§ **Your objective**
Keeping each line exactly as it is, output all of the records.

Region pointing data:
::::::::::
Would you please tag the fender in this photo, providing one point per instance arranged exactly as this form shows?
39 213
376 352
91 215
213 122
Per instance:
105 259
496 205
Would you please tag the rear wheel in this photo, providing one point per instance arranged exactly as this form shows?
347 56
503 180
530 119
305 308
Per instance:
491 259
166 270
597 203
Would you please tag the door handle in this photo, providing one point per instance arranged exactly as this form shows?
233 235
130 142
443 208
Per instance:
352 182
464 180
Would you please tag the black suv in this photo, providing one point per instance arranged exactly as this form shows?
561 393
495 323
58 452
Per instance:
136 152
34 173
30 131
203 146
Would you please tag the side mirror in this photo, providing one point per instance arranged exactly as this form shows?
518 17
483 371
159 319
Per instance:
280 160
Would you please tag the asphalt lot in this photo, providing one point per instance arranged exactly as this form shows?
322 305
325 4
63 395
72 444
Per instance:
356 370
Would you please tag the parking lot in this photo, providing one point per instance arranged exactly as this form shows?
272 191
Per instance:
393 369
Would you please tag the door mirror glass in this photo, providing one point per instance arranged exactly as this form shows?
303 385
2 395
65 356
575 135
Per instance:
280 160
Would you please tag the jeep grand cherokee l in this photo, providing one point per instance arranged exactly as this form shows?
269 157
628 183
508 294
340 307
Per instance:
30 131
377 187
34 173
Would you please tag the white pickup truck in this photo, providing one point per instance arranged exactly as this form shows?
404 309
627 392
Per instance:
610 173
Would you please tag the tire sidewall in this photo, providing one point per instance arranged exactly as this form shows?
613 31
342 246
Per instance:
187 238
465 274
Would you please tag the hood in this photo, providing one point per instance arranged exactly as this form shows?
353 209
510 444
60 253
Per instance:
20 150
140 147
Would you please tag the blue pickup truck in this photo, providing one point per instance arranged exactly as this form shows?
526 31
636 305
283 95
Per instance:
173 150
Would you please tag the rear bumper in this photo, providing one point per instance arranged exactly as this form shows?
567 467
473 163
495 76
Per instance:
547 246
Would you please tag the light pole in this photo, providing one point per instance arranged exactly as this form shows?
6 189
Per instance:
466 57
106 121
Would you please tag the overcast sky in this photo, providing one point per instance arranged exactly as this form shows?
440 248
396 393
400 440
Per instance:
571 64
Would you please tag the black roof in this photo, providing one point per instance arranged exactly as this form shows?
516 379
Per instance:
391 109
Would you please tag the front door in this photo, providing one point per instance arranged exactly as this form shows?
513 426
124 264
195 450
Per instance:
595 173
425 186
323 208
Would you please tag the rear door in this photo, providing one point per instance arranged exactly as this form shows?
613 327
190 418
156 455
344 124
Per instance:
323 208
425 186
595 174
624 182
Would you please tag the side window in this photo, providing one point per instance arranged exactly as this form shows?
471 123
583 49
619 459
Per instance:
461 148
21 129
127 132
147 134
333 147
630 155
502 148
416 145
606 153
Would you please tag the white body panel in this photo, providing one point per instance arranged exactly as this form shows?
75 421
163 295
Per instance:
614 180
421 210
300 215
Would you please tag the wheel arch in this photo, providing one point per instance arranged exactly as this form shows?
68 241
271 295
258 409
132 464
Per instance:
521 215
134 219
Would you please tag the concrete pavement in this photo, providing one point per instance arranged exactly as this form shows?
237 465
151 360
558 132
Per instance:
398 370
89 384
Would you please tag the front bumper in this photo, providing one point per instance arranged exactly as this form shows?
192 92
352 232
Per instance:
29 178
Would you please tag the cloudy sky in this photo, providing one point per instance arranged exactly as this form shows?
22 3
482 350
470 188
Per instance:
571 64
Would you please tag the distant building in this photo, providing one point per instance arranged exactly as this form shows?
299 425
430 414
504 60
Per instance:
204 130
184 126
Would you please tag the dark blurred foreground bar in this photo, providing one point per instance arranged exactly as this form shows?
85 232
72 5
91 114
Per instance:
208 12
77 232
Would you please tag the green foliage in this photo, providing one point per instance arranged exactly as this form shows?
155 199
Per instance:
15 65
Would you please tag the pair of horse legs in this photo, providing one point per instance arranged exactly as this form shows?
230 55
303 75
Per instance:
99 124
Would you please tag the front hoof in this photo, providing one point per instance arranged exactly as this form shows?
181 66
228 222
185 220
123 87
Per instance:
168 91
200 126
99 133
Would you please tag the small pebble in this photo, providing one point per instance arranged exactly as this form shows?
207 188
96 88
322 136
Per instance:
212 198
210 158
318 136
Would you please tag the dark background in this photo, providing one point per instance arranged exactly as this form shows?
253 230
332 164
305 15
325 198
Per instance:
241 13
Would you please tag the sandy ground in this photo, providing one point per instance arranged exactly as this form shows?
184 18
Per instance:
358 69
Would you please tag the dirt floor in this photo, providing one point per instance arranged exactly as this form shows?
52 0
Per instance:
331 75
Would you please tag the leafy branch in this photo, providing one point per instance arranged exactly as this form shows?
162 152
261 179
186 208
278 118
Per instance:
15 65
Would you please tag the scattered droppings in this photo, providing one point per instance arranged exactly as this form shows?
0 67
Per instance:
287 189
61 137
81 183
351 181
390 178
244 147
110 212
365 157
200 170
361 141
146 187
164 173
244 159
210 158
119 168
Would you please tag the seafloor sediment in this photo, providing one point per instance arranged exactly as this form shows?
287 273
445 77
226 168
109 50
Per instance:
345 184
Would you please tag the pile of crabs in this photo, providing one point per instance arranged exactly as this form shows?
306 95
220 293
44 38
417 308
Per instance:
::::::::::
§ **Solution**
Would you please tag the fender in this photo, providing one point per instance arranged exactly as this form shows?
39 213
376 352
91 215
213 122
Per instance:
105 259
496 205
Would you please tag the rear wheel in this photo, providing one point per instance arranged exactly as this form shows?
347 56
503 180
530 119
305 308
Per instance:
491 259
166 270
597 203
Would you please tag the door handle in this photo, providing one point per instance arranged exactly as this form shows?
233 235
130 142
443 208
Per instance:
352 182
464 180
Would you please tag the black suv in this photo, providing one point per instance arranged exactly as this form shows?
561 393
495 323
58 452
Per instance:
136 152
34 173
30 131
203 146
Would you please tag the side mirror in this photo, providing one point per instance arranged exactly as this form shows?
518 17
483 371
159 319
Per instance:
280 160
Would you please tag the asphalt lot in this photo, providing one point per instance arranged exactly as this form shows?
322 305
325 4
63 395
72 444
Per instance:
356 370
Would you please tag the parking lot in this photo, providing one point per instance arranged exactly as this form shows?
272 191
Per instance:
393 369
Would you please tag the door mirror glass in this photo, providing one point per instance arranged exactly as this form shows?
303 385
2 395
65 356
575 135
Per instance:
280 160
Would you please tag the jeep grand cherokee l in this photo, providing one point per instance arranged exactly as this form shows?
269 157
628 183
508 294
340 307
Per instance:
30 131
377 187
34 173
Would you please tag the white pickup truck in this photo, providing one point per instance arranged exactly as this form shows?
404 309
627 392
Per instance:
610 173
Would you please tag the tire sidewall in this photo, providing one point per instance arranged exactly as this form shows?
613 31
342 246
Per instance:
187 238
465 274
Would you please tag the hood in this photo, providing one point per instance arranged exactly as this form shows?
353 209
510 444
60 253
Per instance:
20 150
140 147
Would you please tag the blue pickup truck in this photo, providing one point per instance arranged exactly as this form shows?
526 31
636 305
283 95
Per instance:
173 150
Would you please tag the rear bumper in this photo, providing one point per instance arranged exactly as this form shows?
567 467
473 163
495 76
Per instance:
547 246
Would you please tag the light pole in this photo, providing one point per instance arranged exactly as this form shows?
6 189
Per instance:
466 57
106 121
Would you please tag the overcast sky in this photo, providing one point per instance arranged exactly as this form shows?
440 248
396 393
400 440
Per instance:
571 64
Would you please tag the black roof in this photo, providing one point per instance arranged exactly as this form shows?
516 379
Per instance:
391 109
Would you please tag the front door in this photo, providing one point per instance arranged exactly as this form shows?
513 426
124 264
195 450
Per instance:
595 173
425 186
323 208
Would you please tag the rear door in this photo, providing one point per instance arranged exactly as this form shows?
613 327
190 418
156 455
344 124
Per instance:
323 208
425 186
595 174
624 182
Would you please tag the side window in this photo, providing one point per instance arranged exactly as this form shows?
471 123
583 49
619 459
Per instance:
461 148
21 129
127 132
147 134
333 147
630 155
502 148
416 145
606 153
Would you please tag the white body panel in this photo, providing one point per instance arranged exactly as this form shows?
75 421
163 295
Per instance:
614 180
421 210
300 215
Would you please tag the wheel arch in this photo, providing one point per instance arranged exactly as this form shows?
68 241
271 295
258 409
132 464
Per instance:
521 215
134 219
Would you please tag the concrete pavement in this photo, providing one point per instance arranged exactly as this form shows?
237 465
151 360
558 132
Per instance:
398 370
89 384
Would you please tag the front bumper in this photo, providing one point per instance arranged exactly as this form shows?
192 92
352 232
Per instance:
29 178
Would you please tag the cloudy sky in this photo, providing one point per instance arranged exactly as this form shows?
22 3
482 350
470 188
Per instance:
571 64
Would you please tag the distant building in this photo, providing one point per instance arranged exactly as this form shows?
299 425
430 414
504 60
Per instance:
204 130
184 126
Would you please tag the dark blurred foreground bar in this photo, providing one point per instance arranged exactly as this form shows?
85 232
72 5
91 114
Per instance:
208 12
77 232
Would you please tag the green foliage in this photo, providing one point per instance arranged exactly as this form shows?
155 199
Per instance:
15 65
Would you please tag the pair of horse legs in this photo, providing one point per instance arranged exactly as this form shows?
230 55
303 75
Per instance:
99 124
Would you please tag the front hoof in this photo, providing one point per instance arranged exactly as this form shows?
181 66
228 222
185 220
123 87
Per instance:
168 91
200 126
99 133
Would you please tag the small pebble in this photo, providing one point per instance arranged exactly as this form shows?
207 188
96 88
322 136
Per instance:
212 198
210 158
318 136
Would you please tag the dark background in this photo, providing one point per instance arranged exactly as this form shows?
253 230
332 164
305 15
325 198
Per instance:
241 13
Would you please tag the sandy ground in this photo, providing one point per instance arranged exactly as this form shows?
184 18
Per instance:
358 69
Would you please tag the dirt floor in this photo, providing one point per instance arranged exactly as this form shows?
52 0
Per instance:
331 75
Would you please tag the leafy branch in this photo, providing one point per instance arranged exactly as this form shows?
162 152
261 179
186 208
278 118
Per instance:
15 65
Would you please tag the scattered droppings in this photo, providing one point per instance arranged exactly as this form shows?
0 67
Per instance:
287 189
61 137
81 183
351 181
390 178
244 147
110 212
365 157
200 170
361 141
146 187
164 173
244 159
210 158
119 168
Would you please tag the seafloor sediment in this photo, providing one point per instance arranged exactly as this form shows?
287 273
445 77
226 168
109 50
Per instance:
345 184
Would you please tag the pile of crabs in this photo, providing one point per instance arranged exactly as this form shows?
306 95
220 293
44 38
417 308
Per instance:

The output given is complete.